== Extracted records ==
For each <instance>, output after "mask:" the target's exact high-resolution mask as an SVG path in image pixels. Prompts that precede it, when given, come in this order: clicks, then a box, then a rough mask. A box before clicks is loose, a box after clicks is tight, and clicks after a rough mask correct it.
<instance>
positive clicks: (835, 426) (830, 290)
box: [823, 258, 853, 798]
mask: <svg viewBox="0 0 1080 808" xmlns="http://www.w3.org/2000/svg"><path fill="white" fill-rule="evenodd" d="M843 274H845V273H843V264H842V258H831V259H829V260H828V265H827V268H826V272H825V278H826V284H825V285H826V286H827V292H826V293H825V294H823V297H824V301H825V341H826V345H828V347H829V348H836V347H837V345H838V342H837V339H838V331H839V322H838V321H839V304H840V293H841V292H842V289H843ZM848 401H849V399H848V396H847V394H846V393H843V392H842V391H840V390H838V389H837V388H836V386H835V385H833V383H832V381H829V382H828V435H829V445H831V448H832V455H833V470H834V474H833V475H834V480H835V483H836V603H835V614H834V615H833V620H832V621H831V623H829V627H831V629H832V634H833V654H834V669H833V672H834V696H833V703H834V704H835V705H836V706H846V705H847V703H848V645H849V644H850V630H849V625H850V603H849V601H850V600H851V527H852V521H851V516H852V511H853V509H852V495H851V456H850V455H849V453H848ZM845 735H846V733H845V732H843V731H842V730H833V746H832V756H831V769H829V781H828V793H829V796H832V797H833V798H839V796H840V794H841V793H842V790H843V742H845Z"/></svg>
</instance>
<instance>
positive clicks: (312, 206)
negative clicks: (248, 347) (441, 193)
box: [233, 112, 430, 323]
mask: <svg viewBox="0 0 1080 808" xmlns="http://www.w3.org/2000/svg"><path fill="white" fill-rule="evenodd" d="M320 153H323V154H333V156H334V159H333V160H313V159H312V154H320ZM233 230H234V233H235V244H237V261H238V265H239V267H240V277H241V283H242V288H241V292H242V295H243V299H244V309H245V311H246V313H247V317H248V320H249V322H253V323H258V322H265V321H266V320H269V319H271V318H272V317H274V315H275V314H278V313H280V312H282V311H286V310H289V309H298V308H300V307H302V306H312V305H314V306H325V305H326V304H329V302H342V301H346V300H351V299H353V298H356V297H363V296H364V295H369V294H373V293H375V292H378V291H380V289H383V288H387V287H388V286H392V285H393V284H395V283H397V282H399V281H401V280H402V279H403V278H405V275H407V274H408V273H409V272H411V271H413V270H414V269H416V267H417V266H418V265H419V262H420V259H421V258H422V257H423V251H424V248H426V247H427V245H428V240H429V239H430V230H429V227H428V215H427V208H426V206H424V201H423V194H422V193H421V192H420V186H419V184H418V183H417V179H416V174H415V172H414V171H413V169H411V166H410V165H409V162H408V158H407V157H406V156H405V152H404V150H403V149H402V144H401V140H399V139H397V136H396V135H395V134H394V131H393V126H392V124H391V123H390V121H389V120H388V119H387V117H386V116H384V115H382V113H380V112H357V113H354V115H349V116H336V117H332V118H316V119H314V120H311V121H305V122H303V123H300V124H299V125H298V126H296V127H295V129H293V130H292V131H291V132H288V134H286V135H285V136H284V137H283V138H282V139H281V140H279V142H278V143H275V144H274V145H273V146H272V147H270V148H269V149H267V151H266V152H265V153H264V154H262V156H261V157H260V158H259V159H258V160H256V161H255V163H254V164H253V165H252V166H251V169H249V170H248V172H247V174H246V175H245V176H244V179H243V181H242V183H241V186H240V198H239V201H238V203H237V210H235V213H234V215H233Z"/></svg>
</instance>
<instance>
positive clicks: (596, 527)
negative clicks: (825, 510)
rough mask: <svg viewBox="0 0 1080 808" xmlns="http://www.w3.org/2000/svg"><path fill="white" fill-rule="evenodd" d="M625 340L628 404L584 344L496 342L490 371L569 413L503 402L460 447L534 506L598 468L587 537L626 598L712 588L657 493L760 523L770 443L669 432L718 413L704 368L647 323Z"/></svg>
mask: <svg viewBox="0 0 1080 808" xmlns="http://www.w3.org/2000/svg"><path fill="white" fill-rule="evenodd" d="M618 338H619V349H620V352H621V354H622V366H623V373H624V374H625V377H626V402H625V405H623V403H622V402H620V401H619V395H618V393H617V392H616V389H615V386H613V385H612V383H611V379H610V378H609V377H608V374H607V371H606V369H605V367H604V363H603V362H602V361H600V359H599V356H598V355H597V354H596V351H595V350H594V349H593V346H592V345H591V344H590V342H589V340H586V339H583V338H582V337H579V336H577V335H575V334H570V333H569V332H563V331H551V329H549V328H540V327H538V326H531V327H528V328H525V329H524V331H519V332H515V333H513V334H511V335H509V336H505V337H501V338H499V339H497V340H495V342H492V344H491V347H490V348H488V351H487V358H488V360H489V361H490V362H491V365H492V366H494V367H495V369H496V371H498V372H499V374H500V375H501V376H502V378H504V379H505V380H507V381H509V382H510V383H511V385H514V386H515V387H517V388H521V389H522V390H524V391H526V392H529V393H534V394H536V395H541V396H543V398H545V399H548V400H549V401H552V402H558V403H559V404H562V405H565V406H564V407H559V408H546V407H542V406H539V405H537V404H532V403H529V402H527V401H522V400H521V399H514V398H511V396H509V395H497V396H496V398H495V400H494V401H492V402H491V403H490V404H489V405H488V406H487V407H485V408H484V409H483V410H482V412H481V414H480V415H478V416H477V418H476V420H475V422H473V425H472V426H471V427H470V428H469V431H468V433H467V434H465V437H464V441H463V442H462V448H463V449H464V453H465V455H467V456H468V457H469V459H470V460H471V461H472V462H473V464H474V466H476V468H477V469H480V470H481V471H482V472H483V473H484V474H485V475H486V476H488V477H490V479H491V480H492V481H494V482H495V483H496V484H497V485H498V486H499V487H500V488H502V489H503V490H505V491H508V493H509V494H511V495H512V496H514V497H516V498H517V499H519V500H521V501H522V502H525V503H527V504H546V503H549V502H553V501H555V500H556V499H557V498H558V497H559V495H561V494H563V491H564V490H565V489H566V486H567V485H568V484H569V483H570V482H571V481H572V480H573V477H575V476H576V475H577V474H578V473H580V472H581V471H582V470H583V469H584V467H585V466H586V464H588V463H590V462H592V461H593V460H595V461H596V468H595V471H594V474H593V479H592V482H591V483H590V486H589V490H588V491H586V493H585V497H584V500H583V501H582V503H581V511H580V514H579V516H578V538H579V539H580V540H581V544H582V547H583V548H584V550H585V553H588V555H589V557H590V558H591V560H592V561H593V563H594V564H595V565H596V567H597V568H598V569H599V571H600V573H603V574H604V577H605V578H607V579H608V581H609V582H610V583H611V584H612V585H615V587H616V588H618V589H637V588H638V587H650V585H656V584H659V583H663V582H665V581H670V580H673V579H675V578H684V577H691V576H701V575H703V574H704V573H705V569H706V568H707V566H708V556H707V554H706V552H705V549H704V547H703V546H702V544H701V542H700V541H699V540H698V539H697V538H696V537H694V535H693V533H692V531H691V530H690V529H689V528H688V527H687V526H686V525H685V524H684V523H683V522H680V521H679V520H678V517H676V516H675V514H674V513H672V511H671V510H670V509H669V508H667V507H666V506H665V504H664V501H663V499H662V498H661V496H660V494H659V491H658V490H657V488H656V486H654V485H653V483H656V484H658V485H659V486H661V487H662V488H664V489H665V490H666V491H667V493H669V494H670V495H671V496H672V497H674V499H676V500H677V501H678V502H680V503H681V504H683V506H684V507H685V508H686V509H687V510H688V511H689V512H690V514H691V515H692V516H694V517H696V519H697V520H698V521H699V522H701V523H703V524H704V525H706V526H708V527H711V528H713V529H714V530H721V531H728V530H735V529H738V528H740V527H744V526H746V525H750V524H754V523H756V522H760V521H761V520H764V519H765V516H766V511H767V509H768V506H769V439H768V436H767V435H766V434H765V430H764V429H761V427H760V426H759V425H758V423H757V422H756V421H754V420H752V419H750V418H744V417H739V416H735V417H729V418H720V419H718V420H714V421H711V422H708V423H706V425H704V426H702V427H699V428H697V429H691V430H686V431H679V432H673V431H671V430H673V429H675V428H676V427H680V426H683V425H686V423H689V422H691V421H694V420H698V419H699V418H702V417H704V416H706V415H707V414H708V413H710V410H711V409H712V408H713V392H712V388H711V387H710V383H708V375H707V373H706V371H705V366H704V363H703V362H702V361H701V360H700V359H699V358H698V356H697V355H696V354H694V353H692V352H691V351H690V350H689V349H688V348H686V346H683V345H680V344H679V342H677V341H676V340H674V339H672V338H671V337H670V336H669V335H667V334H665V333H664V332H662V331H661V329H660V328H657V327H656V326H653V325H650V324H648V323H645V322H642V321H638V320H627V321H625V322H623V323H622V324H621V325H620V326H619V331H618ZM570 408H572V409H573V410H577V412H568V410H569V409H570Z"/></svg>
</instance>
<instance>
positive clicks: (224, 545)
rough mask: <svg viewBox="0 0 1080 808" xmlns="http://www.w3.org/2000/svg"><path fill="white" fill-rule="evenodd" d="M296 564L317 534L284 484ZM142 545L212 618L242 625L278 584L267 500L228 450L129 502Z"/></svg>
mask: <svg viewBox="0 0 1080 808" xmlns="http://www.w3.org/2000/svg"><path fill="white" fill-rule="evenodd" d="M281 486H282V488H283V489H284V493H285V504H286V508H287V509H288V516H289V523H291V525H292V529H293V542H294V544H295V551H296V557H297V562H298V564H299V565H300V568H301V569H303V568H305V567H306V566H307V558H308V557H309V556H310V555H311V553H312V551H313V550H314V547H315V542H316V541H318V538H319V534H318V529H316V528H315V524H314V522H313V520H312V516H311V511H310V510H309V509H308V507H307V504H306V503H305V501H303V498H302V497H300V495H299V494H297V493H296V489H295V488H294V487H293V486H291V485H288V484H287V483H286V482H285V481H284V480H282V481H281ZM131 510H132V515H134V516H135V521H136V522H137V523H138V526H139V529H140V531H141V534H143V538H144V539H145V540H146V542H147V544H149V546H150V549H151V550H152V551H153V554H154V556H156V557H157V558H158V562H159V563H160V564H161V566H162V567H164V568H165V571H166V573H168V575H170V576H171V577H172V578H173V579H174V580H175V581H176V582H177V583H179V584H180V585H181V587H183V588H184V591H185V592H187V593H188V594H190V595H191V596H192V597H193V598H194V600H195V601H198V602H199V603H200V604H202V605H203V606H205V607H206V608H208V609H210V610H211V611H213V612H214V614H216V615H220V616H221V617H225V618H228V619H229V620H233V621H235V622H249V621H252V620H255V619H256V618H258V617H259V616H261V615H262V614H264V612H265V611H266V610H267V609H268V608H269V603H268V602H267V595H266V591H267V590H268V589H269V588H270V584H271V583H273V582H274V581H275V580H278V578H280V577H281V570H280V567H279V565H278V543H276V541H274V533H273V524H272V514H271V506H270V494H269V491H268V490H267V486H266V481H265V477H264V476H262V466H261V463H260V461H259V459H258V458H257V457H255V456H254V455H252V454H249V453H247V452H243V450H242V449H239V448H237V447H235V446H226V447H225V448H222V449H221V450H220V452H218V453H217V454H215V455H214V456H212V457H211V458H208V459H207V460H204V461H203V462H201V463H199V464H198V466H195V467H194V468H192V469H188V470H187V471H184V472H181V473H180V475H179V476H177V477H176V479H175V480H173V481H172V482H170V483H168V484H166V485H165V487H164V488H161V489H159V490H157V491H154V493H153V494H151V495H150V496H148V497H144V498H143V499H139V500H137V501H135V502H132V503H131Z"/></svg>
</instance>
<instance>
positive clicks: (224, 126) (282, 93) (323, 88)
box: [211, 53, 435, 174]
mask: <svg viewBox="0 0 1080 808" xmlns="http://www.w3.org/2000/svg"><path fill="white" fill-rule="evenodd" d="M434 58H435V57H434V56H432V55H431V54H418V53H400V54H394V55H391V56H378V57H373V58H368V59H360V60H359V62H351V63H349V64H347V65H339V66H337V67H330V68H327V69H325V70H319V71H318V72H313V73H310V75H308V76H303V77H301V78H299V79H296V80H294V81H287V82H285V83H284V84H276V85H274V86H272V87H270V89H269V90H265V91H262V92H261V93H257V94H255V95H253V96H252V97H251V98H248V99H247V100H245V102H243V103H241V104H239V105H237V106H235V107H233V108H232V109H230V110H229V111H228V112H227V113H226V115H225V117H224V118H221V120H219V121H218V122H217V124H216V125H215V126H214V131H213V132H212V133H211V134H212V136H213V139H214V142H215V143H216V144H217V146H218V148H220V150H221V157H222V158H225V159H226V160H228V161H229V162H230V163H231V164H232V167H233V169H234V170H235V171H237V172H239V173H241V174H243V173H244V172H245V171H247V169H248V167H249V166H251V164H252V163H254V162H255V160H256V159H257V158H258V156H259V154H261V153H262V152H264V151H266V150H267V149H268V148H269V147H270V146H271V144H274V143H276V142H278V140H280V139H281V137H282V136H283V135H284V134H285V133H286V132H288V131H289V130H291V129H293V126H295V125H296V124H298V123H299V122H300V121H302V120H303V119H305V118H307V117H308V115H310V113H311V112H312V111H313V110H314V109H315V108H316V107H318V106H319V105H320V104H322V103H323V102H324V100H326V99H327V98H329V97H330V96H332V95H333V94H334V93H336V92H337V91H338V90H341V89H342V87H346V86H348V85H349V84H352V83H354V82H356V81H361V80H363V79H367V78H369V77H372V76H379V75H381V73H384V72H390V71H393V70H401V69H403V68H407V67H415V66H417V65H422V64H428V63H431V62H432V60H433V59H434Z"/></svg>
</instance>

== Activity ==
What number of lines in the records hold "positive"? Reply with that number alone.

== Response area ==
5